Stored data:
▶

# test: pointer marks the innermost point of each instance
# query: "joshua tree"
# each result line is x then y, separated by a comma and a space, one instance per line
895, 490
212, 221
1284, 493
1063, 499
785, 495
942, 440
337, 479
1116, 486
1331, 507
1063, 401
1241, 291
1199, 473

◀

EXERCISE DIRECTIONS.
Retype the material above line for line, with nothing changed.

REPLY TO THE TASK.
# test: pointer marks the innermost point of each instance
# query: "joshua tree"
# each result line is x then y, separated by a comma and a space, one instance per line
895, 490
212, 221
1284, 493
1063, 499
785, 495
942, 440
337, 479
1116, 486
1331, 507
1063, 401
1241, 291
1199, 473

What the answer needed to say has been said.